- **Stated task**:
Starting at the line of the material below that contains "Final review: confirm the location of every deer antler" and ending after the line that contains "[460,644,708,985]", output each line as a row of a Markdown table with the columns Row and Line. Leave out blank lines.

- **The input**:
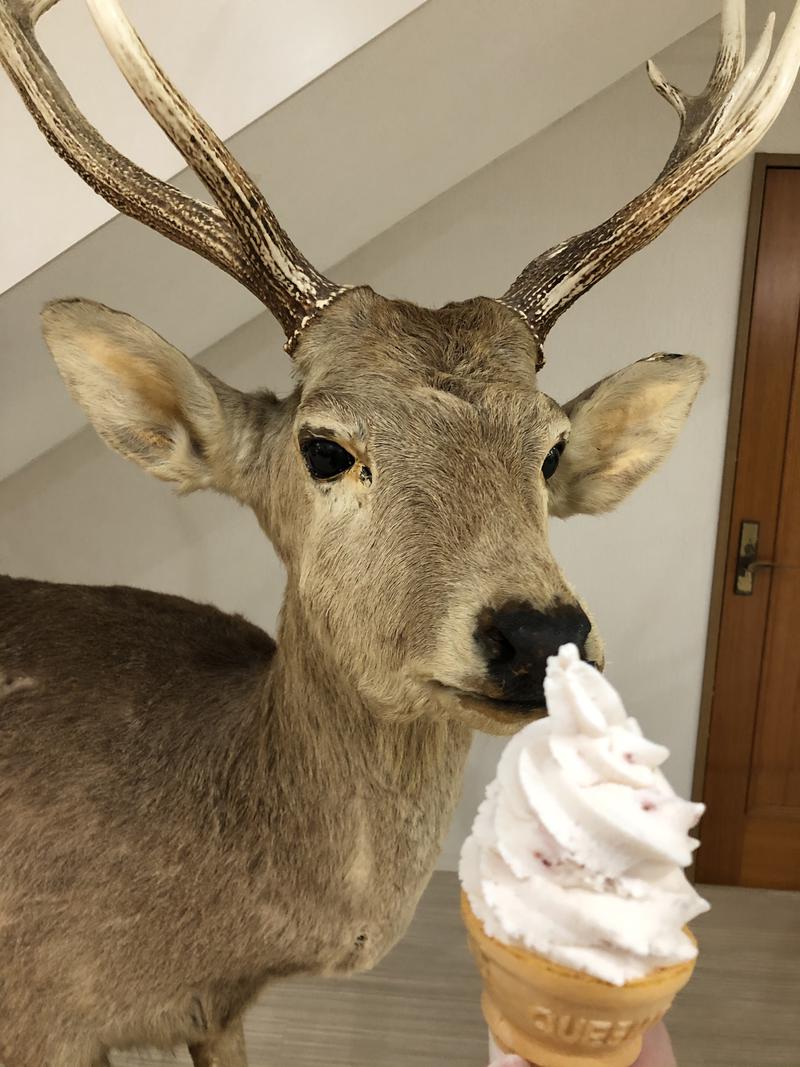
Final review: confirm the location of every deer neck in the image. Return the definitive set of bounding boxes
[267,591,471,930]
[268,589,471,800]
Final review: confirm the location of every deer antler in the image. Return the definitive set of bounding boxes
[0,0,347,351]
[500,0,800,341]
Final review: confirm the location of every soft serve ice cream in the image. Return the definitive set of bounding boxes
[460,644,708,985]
==
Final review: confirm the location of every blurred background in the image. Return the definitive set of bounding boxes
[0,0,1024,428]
==
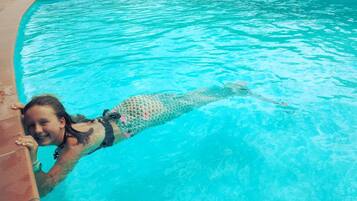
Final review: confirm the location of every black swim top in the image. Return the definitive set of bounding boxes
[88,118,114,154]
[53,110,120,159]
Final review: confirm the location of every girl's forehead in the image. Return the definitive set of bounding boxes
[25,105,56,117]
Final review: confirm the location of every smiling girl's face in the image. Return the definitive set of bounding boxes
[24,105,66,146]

- **Solution**:
| Row | Line |
|---|---|
| 1 | Final review: confirm the location of every deer antler in the image. Return the definitive set of bounding boxes |
| 2 | [0,0,347,351] |
| 3 | [500,0,800,341] |
| 4 | Final review: confirm the location of every soft serve ice cream in the image. Return the definitive set of bounding boxes |
| 5 | [460,644,708,985] |